- EXCERPT PROVIDED
──────────────────────────────

ProvLake

A lineage data management system for tracking data in hybrid cloud deployments.

Overview

ProvLake is a lineage data management system capable of capturing, integrating, and querying data across multiple, distributed services, programs, databases, stores, and computational workflows by leveraging provenance data. It is made for tracking data in hybrid cloud deployments due to its distributed and heterogeneous nature. It is efficient for High-Performance Computing workloads due to its system design principles that aim at attaining very low data capture overhead. ProvLake is highly motivated by its use to support the explainability of the generation of complex Artificial Intelligence models, such as the ones found in Computational Science and Engineering projects, like in the Oil and Gas industry.

ProvLake captures multiworkflow data at runtime to provide for integrated data analysis in heterogeneous, distributed projects. ProvLake logically integrates and ingests multiworkflow data into a provenance database, named ProvLake Data View (PLView), ready for data analyses at runtime. During a multiworkflow execution, the PLView is filled with the following contents: domain data extracted from data stored in multiple stores; explict data relationships datasets distributed across the multiple stores; and the multiworkflow data relationships. The PLView is materialized in a DBMS.

──────────────────────────────

Excerpts from annotation records:
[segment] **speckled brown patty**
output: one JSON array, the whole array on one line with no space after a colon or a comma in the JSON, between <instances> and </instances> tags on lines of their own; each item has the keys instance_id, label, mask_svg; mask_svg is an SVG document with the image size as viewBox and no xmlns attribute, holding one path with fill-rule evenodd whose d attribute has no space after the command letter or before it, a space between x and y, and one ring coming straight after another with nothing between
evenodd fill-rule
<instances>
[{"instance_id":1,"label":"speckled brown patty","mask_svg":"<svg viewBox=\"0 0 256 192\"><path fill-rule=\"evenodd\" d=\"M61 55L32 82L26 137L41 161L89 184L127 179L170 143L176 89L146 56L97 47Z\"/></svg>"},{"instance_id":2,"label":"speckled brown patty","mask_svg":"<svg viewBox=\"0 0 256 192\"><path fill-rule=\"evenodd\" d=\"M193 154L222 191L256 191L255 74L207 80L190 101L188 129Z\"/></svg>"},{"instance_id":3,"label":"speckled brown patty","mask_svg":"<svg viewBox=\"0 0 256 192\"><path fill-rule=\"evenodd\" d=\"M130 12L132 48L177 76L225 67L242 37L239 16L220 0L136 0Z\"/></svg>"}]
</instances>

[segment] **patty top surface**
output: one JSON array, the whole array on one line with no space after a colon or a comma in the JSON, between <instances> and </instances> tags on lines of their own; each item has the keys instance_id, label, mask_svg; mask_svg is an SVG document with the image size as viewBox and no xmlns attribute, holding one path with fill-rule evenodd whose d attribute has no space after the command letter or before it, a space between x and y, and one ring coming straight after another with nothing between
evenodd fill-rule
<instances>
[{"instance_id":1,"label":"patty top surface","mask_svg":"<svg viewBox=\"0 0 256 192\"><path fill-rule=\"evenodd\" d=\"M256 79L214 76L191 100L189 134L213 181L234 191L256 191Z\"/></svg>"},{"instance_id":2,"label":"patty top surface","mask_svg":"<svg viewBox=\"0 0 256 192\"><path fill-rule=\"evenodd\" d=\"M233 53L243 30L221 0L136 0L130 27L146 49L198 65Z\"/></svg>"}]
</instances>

──────────────────────────────

- PROBLEM
From the ProvLake description, return word for word the passage that opens with the words containing "A lineage data management system for" and closes with "and Gas industry.".

- COMPLETED EXERCISE
A lineage data management system for tracking data in hybrid cloud deployments.

Overview

ProvLake is a lineage data management system capable of capturing, integrating, and querying data across multiple, distributed services, programs, databases, stores, and computational workflows by leveraging provenance data. It is made for tracking data in hybrid cloud deployments due to its distributed and heterogeneous nature. It is efficient for High-Performance Computing workloads due to its system design principles that aim at attaining very low data capture overhead. ProvLake is highly motivated by its use to support the explainability of the generation of complex Artificial Intelligence models, such as the ones found in Computational Science and Engineering projects, like in the Oil and Gas industry.